- **Exercise prompt**:
Output the lines of the listing from the line containing "Task: indicate each instance of the sea" through the end of the listing as a Markdown table with columns Row and Line. Number each line in the Row column and omit any blank lines.

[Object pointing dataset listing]

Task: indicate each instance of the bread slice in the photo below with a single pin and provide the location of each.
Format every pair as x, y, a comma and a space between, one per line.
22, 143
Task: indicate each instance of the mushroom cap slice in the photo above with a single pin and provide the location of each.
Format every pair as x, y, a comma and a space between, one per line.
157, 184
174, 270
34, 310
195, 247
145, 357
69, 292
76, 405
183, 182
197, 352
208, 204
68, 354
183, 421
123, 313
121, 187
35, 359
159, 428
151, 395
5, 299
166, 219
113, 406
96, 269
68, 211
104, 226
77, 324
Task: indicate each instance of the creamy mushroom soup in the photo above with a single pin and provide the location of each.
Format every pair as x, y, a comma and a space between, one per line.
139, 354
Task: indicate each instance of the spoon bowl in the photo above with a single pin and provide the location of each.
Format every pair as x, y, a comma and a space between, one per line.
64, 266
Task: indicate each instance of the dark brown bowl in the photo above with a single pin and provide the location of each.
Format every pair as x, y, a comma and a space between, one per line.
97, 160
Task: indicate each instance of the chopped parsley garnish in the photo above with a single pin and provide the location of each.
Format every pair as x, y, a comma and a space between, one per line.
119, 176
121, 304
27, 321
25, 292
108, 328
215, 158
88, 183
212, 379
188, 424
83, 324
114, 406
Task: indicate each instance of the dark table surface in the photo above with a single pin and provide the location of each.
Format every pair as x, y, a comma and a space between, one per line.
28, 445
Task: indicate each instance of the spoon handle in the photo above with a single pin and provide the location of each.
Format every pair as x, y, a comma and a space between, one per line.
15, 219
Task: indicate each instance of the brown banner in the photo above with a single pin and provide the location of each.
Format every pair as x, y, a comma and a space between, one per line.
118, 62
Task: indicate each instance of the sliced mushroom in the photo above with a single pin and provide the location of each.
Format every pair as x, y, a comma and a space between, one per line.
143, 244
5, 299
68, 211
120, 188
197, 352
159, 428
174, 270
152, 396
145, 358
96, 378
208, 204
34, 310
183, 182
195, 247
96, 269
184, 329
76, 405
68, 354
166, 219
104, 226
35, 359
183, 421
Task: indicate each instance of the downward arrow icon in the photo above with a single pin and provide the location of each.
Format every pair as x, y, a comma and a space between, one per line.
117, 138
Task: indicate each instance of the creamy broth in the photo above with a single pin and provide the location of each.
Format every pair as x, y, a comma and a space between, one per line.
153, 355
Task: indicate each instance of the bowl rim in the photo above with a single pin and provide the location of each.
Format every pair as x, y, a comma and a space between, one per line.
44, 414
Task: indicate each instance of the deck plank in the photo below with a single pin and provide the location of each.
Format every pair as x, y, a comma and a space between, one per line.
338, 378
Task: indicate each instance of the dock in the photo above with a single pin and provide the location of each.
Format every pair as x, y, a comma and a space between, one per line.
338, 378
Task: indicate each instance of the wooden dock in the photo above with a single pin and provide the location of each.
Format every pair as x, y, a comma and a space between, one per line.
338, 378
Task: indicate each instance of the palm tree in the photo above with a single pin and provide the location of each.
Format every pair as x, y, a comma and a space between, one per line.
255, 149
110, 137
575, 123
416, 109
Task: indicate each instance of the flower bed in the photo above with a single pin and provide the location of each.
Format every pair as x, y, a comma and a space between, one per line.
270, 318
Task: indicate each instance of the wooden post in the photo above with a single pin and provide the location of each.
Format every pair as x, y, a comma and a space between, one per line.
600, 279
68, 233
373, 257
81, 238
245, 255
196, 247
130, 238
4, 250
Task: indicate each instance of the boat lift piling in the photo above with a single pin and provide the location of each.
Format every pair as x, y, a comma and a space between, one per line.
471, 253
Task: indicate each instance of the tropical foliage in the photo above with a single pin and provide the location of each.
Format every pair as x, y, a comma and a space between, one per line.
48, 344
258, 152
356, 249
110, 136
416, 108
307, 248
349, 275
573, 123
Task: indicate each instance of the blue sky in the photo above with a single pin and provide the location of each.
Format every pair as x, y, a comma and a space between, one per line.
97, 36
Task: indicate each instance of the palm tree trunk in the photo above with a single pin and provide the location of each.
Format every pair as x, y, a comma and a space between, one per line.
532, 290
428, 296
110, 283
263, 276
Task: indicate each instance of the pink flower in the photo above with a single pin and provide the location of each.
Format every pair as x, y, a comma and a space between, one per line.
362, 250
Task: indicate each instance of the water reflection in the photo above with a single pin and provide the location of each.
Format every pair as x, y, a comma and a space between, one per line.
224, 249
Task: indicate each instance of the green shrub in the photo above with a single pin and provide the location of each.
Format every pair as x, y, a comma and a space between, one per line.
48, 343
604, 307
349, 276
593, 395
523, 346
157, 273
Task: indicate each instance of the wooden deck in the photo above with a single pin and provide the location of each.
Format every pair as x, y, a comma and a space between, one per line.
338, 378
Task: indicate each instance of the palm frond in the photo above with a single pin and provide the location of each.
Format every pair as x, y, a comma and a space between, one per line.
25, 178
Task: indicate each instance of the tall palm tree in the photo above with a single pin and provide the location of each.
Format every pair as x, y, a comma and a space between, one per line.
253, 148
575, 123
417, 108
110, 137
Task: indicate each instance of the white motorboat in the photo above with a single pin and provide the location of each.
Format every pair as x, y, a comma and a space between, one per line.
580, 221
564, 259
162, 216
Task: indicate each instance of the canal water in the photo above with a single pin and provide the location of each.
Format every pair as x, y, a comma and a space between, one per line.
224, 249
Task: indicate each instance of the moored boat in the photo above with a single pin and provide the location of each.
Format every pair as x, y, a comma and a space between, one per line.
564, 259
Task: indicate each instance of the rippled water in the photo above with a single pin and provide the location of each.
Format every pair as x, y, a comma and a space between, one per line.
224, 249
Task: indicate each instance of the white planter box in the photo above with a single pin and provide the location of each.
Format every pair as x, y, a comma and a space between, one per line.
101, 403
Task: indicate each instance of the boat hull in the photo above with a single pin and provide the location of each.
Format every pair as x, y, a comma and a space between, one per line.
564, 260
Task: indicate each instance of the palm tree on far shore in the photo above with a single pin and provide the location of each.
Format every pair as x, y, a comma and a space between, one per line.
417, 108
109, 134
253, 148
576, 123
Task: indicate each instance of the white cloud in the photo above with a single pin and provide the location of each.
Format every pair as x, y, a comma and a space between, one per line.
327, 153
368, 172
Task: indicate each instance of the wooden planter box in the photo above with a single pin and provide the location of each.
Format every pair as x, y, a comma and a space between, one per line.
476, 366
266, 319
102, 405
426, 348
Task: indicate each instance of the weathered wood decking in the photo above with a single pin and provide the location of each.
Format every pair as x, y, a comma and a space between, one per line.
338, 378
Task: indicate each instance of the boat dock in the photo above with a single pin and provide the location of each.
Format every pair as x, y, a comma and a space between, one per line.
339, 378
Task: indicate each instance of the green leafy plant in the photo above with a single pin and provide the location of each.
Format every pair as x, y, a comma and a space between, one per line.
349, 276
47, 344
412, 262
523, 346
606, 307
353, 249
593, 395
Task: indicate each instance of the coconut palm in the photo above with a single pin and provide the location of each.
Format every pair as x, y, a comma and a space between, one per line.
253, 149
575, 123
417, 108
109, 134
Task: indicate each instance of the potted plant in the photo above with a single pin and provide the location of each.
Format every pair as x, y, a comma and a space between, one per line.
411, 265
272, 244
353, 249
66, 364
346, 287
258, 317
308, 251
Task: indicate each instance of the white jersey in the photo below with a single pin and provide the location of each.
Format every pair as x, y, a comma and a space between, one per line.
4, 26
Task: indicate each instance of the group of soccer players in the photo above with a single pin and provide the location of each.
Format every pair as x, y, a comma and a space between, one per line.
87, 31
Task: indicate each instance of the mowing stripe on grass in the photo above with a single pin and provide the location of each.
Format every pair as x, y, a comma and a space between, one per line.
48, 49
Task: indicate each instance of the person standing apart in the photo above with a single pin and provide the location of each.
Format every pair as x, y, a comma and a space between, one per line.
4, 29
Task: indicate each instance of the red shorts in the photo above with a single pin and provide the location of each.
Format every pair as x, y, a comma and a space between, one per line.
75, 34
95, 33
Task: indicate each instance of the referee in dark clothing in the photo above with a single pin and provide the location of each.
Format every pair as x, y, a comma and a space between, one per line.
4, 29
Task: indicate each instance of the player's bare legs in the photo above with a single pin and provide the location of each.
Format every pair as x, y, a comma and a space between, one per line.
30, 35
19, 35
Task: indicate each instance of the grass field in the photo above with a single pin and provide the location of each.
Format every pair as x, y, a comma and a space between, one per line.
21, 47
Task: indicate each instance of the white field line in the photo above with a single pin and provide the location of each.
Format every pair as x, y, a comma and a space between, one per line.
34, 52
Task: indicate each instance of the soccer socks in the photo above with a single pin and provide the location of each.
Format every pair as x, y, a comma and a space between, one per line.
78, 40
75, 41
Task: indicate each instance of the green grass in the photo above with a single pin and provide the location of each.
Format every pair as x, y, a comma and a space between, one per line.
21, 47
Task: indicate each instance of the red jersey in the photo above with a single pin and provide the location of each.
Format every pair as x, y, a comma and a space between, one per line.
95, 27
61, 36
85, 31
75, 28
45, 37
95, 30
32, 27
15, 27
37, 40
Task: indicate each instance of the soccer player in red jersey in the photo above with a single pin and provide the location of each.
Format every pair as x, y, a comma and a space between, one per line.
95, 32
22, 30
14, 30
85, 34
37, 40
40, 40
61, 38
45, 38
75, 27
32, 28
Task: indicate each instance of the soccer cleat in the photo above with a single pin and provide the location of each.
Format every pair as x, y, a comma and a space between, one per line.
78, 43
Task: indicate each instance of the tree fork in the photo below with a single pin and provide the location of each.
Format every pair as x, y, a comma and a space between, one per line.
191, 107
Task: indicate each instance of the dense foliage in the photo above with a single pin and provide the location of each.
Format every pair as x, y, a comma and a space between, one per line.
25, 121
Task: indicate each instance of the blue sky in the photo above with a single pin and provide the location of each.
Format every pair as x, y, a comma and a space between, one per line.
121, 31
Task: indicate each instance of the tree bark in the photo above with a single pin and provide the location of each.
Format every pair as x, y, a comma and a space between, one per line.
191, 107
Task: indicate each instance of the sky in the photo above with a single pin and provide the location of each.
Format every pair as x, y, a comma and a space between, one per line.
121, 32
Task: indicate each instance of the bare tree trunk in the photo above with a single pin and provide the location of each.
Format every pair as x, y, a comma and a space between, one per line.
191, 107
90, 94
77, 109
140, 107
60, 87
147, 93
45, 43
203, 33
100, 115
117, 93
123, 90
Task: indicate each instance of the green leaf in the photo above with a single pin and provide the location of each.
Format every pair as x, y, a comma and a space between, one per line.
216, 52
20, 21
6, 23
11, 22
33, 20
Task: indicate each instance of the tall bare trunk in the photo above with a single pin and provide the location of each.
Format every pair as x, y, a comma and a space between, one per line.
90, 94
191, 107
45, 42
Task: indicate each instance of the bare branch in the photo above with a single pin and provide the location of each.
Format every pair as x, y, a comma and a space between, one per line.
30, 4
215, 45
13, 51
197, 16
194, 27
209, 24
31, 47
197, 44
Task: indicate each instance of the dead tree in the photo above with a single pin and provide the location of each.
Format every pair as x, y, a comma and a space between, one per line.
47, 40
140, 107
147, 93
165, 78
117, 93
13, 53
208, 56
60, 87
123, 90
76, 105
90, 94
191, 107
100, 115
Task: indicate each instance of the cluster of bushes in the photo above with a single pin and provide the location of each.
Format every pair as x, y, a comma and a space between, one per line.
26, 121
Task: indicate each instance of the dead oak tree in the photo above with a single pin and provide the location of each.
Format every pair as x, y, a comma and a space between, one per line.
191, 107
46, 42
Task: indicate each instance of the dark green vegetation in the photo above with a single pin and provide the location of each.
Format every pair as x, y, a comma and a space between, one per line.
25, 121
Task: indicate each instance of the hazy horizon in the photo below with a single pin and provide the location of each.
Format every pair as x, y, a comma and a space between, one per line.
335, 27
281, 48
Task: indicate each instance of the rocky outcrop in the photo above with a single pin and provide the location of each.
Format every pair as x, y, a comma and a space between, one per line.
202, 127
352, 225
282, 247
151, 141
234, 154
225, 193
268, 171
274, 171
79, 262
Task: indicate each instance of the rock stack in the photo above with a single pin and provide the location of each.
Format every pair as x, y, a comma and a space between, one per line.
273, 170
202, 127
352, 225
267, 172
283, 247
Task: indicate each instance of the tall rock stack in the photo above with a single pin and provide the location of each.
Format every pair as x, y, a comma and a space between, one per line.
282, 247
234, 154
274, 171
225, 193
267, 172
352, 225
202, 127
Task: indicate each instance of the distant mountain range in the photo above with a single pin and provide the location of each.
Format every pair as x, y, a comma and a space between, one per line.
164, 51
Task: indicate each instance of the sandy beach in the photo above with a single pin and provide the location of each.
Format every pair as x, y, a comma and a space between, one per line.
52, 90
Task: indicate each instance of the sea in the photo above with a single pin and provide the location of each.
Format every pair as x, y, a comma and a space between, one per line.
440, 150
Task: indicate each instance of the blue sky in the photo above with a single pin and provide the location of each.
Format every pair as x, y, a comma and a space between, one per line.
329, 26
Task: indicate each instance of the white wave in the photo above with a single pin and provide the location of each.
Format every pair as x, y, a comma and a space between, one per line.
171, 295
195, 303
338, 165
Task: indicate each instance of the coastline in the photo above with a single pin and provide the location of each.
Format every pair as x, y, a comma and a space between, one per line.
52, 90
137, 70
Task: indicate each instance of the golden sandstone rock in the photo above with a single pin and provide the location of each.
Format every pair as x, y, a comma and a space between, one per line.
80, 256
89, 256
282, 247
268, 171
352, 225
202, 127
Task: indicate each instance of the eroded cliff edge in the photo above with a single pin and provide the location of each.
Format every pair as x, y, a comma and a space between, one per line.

- **Response**:
| Row | Line |
|---|---|
| 1 | Task: indicate each instance of the sea in the photo above with a single pin and provide the location of each. |
| 2 | Format every pair as x, y, a comma and a space between, one per line. |
| 3 | 440, 150 |
| 4 | Task: indicate each instance of the blue sky in the photo above with a single pin and provide the location of each. |
| 5 | Format every pair as x, y, a comma and a space between, one per line. |
| 6 | 329, 26 |
| 7 | Task: indicate each instance of the white wave in the photo above with a single pin and provide the location of each. |
| 8 | Format every pair as x, y, a comma and a space between, one per line. |
| 9 | 171, 295 |
| 10 | 195, 303 |
| 11 | 338, 165 |
| 12 | Task: indicate each instance of the coastline in the photo above with a single pin and provide the location of each. |
| 13 | Format every pair as x, y, a comma and a space between, one per line. |
| 14 | 52, 90 |
| 15 | 137, 70 |
| 16 | Task: indicate each instance of the golden sandstone rock in the photo above with a single pin and provide the location of each. |
| 17 | Format every pair as x, y, a comma and a space between, one per line. |
| 18 | 80, 256 |
| 19 | 89, 256 |
| 20 | 282, 247 |
| 21 | 268, 171 |
| 22 | 352, 225 |
| 23 | 202, 127 |
| 24 | Task: indicate each instance of the eroded cliff edge in the photo above with a single pin and provide the location of each. |
| 25 | Format every pair as x, y, a comma and a space between, one per line. |